start Source
First, they were to separate the light from the darkness.

Second, they were given as signs.

Third, they were for seasons, and for days and years.

And finally, they were to give light on the earth.

It’s interesting that giving light on the earth is listed last. When we think about the sun, we usually think that providing light is its main purpose. But in the biblical description, that appears at the end of the list.

The word translated “seasons” is especially important. When we read it, we usually think of the agricultural seasons—spring, summer, autumn, winter. But the Hebrew word carries a deeper meaning. It refers to appointed times.

These are the appointed times for gatherings.

Later in the Old Testament the Hebrew people had their new moons, Sabbaths, and festivals—Passover, the Day of Atonement, and the rest. All of those observances were guided by the positions of the sun and moon. They didn’t have clocks or wall calendars like we do. Nobody could walk over to the kitchen wall and check what day or month it was. They had to keep track of time by watching the sky.
end Source
start Material
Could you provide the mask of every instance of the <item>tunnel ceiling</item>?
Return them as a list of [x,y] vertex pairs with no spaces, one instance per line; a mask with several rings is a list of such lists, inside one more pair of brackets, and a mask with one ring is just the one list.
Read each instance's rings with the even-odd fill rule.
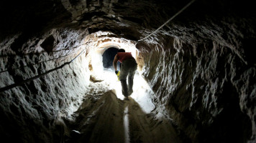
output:
[[[77,48],[78,44],[91,40],[94,42],[91,45],[96,46],[100,42],[98,37],[124,38],[128,39],[124,41],[135,44],[190,1],[2,0],[0,64],[1,74],[4,74],[0,77],[1,86],[19,83],[70,61],[73,54],[81,51],[82,48]],[[142,75],[156,95],[152,100],[166,108],[166,114],[173,116],[170,118],[180,129],[181,137],[186,137],[192,142],[206,142],[215,137],[220,137],[216,141],[227,137],[241,142],[255,140],[256,61],[252,51],[256,39],[256,11],[252,3],[250,0],[196,0],[159,32],[137,43],[140,51],[137,55],[138,66],[144,68]],[[96,36],[95,32],[99,31],[110,33]],[[119,43],[119,39],[115,40]],[[90,74],[83,72],[90,72],[92,66],[90,59],[82,60],[90,56],[86,51],[86,56],[78,59],[72,66],[1,93],[6,97],[0,99],[3,104],[0,113],[5,115],[0,121],[14,123],[9,124],[9,124],[1,124],[2,129],[7,129],[4,130],[7,138],[13,138],[9,135],[12,134],[22,136],[26,132],[32,139],[42,141],[45,134],[49,138],[55,137],[52,134],[59,134],[56,135],[58,137],[64,134],[56,131],[65,127],[58,117],[68,114],[67,118],[72,118],[70,115],[74,111],[60,111],[78,107],[88,84]],[[39,62],[63,54],[67,56],[65,59]],[[36,64],[27,66],[28,63]],[[19,69],[14,72],[15,68]],[[50,105],[45,106],[47,104]],[[19,119],[22,114],[26,116]],[[31,121],[35,117],[43,119]],[[17,122],[19,119],[22,122]],[[24,127],[30,122],[35,129],[34,126]],[[236,122],[239,123],[237,129],[233,126]],[[53,133],[48,129],[52,125],[57,127],[52,128]],[[20,134],[13,129],[19,126],[26,132],[22,130]],[[42,134],[33,135],[38,127]],[[203,132],[199,133],[201,129]],[[200,142],[196,140],[198,138]]]
[[[4,0],[0,6],[3,21],[0,40],[21,34],[22,38],[12,45],[14,51],[18,51],[27,39],[52,29],[70,28],[86,29],[89,33],[110,31],[117,36],[137,41],[165,23],[189,1]],[[246,49],[236,48],[243,46],[244,41],[252,43],[255,38],[255,11],[251,3],[198,0],[160,33],[192,44],[216,41],[239,53],[241,58],[251,58]],[[229,39],[233,36],[238,40]]]

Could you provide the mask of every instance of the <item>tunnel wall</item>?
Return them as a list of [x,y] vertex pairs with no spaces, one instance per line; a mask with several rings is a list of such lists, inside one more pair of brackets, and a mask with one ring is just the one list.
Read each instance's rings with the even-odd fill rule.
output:
[[[1,67],[1,71],[7,71],[1,73],[1,87],[19,83],[70,61],[81,51],[81,47],[85,47],[76,46],[84,42],[86,35],[85,31],[53,29],[27,39],[20,46],[15,46],[14,50],[10,47],[19,36],[6,39],[8,43],[4,41],[1,44],[4,45],[0,57]],[[43,49],[43,43],[45,46],[50,47],[48,51]],[[71,47],[74,48],[68,49]],[[68,56],[50,60],[63,55]],[[88,70],[83,54],[61,69],[1,92],[0,137],[3,141],[63,142],[63,136],[68,135],[64,121],[73,119],[71,114],[81,104],[86,92],[90,76],[86,74]]]
[[191,45],[168,37],[137,47],[145,51],[143,75],[153,101],[165,107],[181,135],[192,142],[246,142],[252,132],[255,140],[253,66],[215,41]]

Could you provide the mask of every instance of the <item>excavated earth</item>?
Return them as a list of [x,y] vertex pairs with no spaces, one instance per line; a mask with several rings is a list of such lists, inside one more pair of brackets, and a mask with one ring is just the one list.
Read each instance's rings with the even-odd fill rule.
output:
[[189,2],[1,1],[1,142],[256,142],[253,1],[192,1],[143,39]]

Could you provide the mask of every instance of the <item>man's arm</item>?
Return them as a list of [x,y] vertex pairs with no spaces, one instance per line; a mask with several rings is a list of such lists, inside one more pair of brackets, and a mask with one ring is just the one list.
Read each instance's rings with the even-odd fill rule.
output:
[[117,61],[118,61],[117,54],[116,54],[113,61],[113,66],[115,71],[117,71],[117,68],[116,68]]

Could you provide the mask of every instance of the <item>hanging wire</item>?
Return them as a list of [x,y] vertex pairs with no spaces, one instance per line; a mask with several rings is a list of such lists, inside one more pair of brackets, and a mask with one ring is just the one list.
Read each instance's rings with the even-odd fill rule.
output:
[[[81,46],[83,46],[83,45],[85,45],[85,44],[80,44],[80,45],[78,45],[76,46],[74,46],[73,48],[71,48],[72,49],[76,49]],[[68,50],[68,49],[61,49],[61,50],[58,50],[58,51],[54,51],[54,52],[57,52],[57,51],[63,51],[63,50]],[[40,64],[41,63],[44,63],[44,62],[47,62],[47,61],[52,61],[52,60],[55,60],[55,59],[60,59],[60,58],[63,58],[65,56],[69,56],[70,54],[74,54],[75,52],[73,52],[73,53],[68,53],[66,55],[64,55],[64,56],[60,56],[58,58],[52,58],[52,59],[47,59],[47,60],[45,60],[45,61],[39,61],[37,63],[34,63],[34,64],[28,64],[28,65],[26,65],[26,66],[19,66],[17,68],[15,68],[15,69],[12,69],[12,70],[17,70],[17,69],[19,69],[22,67],[27,67],[27,66],[34,66],[34,65],[37,65],[37,64]],[[3,71],[0,71],[0,74],[1,73],[4,73],[4,72],[8,72],[8,69],[6,69],[6,70],[3,70]]]
[[62,65],[60,66],[58,66],[58,67],[56,67],[56,68],[50,69],[49,71],[47,71],[47,72],[45,72],[45,73],[42,73],[42,74],[38,74],[38,75],[37,75],[37,76],[35,76],[35,77],[31,77],[31,78],[29,78],[29,79],[25,79],[25,80],[24,80],[24,81],[21,82],[16,83],[16,84],[11,84],[11,85],[8,85],[8,86],[6,86],[6,87],[1,87],[1,88],[0,88],[0,92],[4,92],[4,91],[6,91],[6,90],[9,90],[9,89],[12,89],[12,88],[16,87],[18,87],[18,86],[20,86],[20,85],[22,85],[22,84],[26,83],[26,82],[30,82],[30,81],[32,81],[32,80],[38,79],[38,78],[40,78],[40,77],[42,77],[42,76],[44,76],[44,75],[45,75],[45,74],[49,74],[49,73],[50,73],[50,72],[52,72],[57,70],[57,69],[59,69],[63,68],[64,66],[70,64],[70,63],[71,63],[72,61],[73,61],[77,57],[78,57],[78,56],[84,51],[84,50],[86,49],[86,47],[87,47],[87,46],[86,46],[86,47],[82,50],[82,51],[80,52],[80,53],[79,53],[75,58],[73,58],[71,61],[68,61],[68,62],[65,62],[65,63],[64,63],[63,64],[62,64]]
[[[169,23],[171,20],[173,20],[175,17],[176,17],[178,14],[180,14],[181,12],[183,12],[185,9],[186,9],[191,4],[192,4],[193,2],[195,2],[196,0],[192,0],[187,5],[186,5],[183,8],[182,8],[179,11],[178,11],[175,14],[174,14],[170,19],[169,19],[165,23],[164,23],[162,26],[160,26],[157,29],[156,29],[155,31],[152,32],[150,34],[147,35],[147,36],[140,39],[137,41],[142,41],[148,37],[150,37],[151,35],[152,35],[153,34],[155,34],[155,32],[157,32],[159,29],[160,29],[161,28],[163,28],[165,25],[166,25],[168,23]],[[136,43],[136,44],[137,44]],[[136,45],[135,44],[135,45]]]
end Material
**Exercise instructions**
[1] Rewrite everything from "The word translated" down to "watching the sky." in the passage, substituting "set times" for "appointed times".
[2] Write out the records again, requests included, for everything from the line containing "the <item>tunnel wall</item>?" down to the line containing "[[189,2],[1,1],[1,142],[256,142],[253,1],[192,1],[143,39]]", and add 148 to every coordinate in the answers. Give only those lines.
The records are unrelated to the passage.

**Answers for this exercise**
[1]
The word translated “seasons” is especially important. When we read it, we usually think of the agricultural seasons—spring, summer, autumn, winter. But the Hebrew word carries a deeper meaning. It refers to set times.

These are the set times for gatherings.

Later in the Old Testament the Hebrew people had their new moons, Sabbaths, and festivals—Passover, the Day of Atonement, and the rest. All of those observances were guided by the positions of the sun and moon. They didn’t have clocks or wall calendars like we do. Nobody could walk over to the kitchen wall and check what day or month it was. They had to keep track of time by watching the sky.

[2]
Could you provide the mask of every instance of the <item>tunnel wall</item>?
Return them as a list of [x,y] vertex pairs with no spaces, one instance per line; a mask with several rings is a list of such lists, inside one more pair of brackets, and a mask with one ring is just the one list.
Read each instance's rings with the even-odd fill rule.
output:
[[[149,215],[149,219],[155,219],[149,221],[149,235],[167,231],[218,209],[229,199],[229,195],[233,195],[224,194],[232,190],[234,183],[233,179],[201,177],[175,187],[168,194],[163,194],[162,198],[158,195],[167,184],[154,187],[156,191],[152,189],[149,192],[152,193],[148,205]],[[191,197],[191,191],[193,194],[198,195],[196,199]],[[219,195],[222,196],[216,197]],[[216,204],[198,208],[211,203]],[[236,218],[231,202],[209,217],[149,240],[148,285],[151,289],[211,290],[211,284],[216,283],[212,269],[221,267],[219,262],[229,252],[234,240],[238,224],[234,222]]]
[[339,193],[316,185],[285,195],[293,199],[291,223],[301,249],[313,255],[329,283],[340,290],[394,290],[400,280],[403,288],[401,214],[363,189]]

Could you provide the mask of every instance of the <item>excavated earth</item>?
Return them as a list of [x,y] vertex pairs with no spaces, one instance per line; a mask with several rings is a list of such lists, inside one more pair of brackets, and a mask with one ring is just the one list.
Read each instance's rings with the even-odd fill rule.
output:
[[337,150],[149,149],[149,290],[404,290],[401,149],[340,149],[291,187]]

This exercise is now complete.